» **DOCUMENT SEGMENT**
- - -

Metadata-Version: 2.1
Name: pydupes
Version: 0.0.1
Summary: A duplicate file finder that may be faster in environments with millions of files and terabytes of data.
Home-page: https://github.com/erikreed/pydupes
License: MIT
Keywords: deduplication,files,duplicate
Author: Erik Reed
Author-email: erik.reed@pm.me
Requires-Python: >=3.5,<4.0
Classifier: License :: OSI Approved :: MIT License
Classifier: Programming Language :: Python :: 3
Classifier: Programming Language :: Python :: 3.10
Classifier: Programming Language :: Python :: 3.5
Classifier: Programming Language :: Python :: 3.6
Classifier: Programming Language :: Python :: 3.7
Classifier: Programming Language :: Python :: 3.8
Classifier: Programming Language :: Python :: 3.9
Requires-Dist: click
Requires-Dist: tqdm (>=4,<5)
Project-URL: Repository, https://github.com/erikreed/pydupes
Description-Content-Type: text/markdown

`pydupes` is yet another duplicate file finder like rdfind/fdupes et al
that may be faster in environments with millions of files and terabytes
of data or over high latency filesystems (e.g. NFS).

- - -

» **DATASET EXTRACT**

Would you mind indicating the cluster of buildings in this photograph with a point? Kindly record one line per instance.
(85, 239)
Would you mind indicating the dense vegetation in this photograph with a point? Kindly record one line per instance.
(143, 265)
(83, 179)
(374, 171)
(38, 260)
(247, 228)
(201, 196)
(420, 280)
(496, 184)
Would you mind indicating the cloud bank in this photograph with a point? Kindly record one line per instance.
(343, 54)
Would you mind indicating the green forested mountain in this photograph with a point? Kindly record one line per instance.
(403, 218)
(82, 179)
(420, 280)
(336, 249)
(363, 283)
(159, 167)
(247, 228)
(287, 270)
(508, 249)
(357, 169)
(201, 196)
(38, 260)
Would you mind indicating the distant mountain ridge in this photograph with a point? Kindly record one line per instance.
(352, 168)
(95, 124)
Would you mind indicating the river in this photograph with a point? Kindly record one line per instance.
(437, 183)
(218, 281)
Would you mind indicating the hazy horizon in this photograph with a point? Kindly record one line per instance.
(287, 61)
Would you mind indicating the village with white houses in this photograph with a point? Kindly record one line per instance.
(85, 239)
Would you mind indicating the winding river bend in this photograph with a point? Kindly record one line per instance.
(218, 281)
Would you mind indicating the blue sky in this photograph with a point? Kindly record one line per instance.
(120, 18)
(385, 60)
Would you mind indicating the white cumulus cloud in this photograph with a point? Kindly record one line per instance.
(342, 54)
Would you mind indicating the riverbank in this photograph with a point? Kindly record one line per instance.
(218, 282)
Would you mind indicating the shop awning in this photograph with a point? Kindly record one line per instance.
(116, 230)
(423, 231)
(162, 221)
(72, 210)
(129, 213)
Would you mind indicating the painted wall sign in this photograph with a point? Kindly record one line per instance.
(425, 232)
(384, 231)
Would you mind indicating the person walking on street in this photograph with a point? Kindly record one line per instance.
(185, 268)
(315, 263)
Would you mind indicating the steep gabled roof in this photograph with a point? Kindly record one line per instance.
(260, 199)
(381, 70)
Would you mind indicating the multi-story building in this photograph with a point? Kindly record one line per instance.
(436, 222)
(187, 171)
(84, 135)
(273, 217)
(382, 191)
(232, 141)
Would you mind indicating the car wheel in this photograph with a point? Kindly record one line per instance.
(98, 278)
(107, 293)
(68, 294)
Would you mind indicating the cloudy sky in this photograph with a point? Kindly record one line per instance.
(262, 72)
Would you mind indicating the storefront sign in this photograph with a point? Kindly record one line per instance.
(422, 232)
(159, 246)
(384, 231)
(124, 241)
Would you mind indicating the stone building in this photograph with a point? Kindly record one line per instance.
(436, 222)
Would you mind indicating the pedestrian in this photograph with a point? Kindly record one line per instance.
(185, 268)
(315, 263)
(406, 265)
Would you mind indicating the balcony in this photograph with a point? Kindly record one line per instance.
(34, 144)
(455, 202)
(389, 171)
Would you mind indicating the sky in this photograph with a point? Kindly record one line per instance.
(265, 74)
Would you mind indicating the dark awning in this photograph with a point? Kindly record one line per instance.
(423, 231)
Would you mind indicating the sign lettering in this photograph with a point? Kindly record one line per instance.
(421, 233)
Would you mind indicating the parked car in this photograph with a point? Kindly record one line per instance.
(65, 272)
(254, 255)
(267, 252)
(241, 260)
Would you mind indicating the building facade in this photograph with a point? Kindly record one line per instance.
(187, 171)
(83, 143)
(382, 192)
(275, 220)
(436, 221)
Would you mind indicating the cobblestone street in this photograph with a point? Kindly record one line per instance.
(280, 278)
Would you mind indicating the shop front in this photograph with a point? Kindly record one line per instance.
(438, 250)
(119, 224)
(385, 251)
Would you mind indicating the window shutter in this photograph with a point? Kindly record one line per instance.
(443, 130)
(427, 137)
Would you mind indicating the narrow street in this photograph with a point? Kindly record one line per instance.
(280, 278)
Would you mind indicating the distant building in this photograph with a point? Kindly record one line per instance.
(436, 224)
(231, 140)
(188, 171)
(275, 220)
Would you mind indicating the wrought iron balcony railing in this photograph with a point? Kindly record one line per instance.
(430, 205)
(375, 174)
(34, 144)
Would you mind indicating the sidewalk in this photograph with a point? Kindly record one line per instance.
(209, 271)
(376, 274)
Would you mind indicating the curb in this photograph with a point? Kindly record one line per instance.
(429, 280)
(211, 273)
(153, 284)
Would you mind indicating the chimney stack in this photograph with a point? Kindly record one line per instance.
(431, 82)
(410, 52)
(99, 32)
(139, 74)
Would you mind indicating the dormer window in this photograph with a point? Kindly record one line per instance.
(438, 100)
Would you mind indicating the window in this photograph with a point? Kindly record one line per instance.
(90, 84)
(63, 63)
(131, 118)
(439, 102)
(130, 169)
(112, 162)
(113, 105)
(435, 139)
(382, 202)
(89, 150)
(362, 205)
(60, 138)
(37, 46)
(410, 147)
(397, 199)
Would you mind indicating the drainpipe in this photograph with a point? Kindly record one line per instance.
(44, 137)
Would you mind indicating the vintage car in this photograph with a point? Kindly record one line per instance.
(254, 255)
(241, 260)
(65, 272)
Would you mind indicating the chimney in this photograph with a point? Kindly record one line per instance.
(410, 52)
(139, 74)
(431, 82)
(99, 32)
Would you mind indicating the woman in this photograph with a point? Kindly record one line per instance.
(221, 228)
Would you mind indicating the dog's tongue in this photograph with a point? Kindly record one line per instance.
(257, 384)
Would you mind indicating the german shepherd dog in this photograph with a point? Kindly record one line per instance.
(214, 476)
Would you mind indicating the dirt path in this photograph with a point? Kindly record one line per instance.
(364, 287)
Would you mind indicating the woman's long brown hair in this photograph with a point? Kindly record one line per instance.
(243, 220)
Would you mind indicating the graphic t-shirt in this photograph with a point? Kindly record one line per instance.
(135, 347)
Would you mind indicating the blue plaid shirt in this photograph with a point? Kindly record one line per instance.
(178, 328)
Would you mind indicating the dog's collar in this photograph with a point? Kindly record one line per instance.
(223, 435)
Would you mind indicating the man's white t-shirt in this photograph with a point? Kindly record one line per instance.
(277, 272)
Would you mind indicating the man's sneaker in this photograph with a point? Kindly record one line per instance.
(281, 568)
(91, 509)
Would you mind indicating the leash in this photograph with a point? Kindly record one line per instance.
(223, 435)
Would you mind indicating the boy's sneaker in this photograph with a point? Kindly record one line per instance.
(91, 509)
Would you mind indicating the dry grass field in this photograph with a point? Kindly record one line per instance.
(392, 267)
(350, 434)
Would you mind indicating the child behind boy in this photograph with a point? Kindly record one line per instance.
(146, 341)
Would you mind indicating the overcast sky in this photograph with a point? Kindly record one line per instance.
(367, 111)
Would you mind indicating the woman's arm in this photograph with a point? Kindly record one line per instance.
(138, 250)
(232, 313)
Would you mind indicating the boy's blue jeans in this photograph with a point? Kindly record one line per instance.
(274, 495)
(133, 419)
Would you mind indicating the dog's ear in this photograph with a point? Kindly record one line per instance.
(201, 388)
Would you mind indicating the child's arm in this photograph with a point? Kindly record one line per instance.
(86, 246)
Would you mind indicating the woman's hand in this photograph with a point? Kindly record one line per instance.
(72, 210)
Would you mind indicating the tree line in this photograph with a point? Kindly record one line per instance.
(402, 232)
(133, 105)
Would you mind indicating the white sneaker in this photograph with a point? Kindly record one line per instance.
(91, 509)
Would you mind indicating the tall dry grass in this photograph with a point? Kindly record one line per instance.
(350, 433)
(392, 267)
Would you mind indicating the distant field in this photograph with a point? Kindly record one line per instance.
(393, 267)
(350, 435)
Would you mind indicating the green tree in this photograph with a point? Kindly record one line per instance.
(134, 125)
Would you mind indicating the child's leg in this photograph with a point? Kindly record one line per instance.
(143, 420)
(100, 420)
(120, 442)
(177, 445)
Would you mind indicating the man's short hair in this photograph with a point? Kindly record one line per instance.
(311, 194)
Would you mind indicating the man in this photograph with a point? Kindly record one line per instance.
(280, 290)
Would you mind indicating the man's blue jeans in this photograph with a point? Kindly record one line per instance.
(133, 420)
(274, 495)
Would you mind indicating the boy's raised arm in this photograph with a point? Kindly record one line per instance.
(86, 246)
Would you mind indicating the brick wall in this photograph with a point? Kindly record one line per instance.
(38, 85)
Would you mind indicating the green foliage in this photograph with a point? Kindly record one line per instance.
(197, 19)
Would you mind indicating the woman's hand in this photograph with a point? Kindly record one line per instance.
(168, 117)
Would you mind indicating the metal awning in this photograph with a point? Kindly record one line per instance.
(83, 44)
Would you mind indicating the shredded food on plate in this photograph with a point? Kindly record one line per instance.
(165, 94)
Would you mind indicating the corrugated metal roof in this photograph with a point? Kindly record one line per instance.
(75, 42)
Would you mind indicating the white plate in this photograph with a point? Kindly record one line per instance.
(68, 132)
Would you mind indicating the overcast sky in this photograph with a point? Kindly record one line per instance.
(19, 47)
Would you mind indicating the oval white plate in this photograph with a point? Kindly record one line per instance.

- - -

» **WRITTEN TASKS**
1) Print the passage of the pydupes package metadata that opens with the words containing "Metadata-Version: 2.1" and closes with "terabytes of data.", copying it word for word.
2) List each line of the listing in which the word "field" appears.

» **WORKED SOLUTIONS**
1)
Metadata-Version: 2.1
Name: pydupes
Version: 0.0.1
Summary: A duplicate file finder that may be faster in environments with millions of files and terabytes of data.

2)
Would you mind indicating the dry grass field in this photograph with a point? Kindly record one line per instance.
Would you mind indicating the distant field in this photograph with a point? Kindly record one line per instance.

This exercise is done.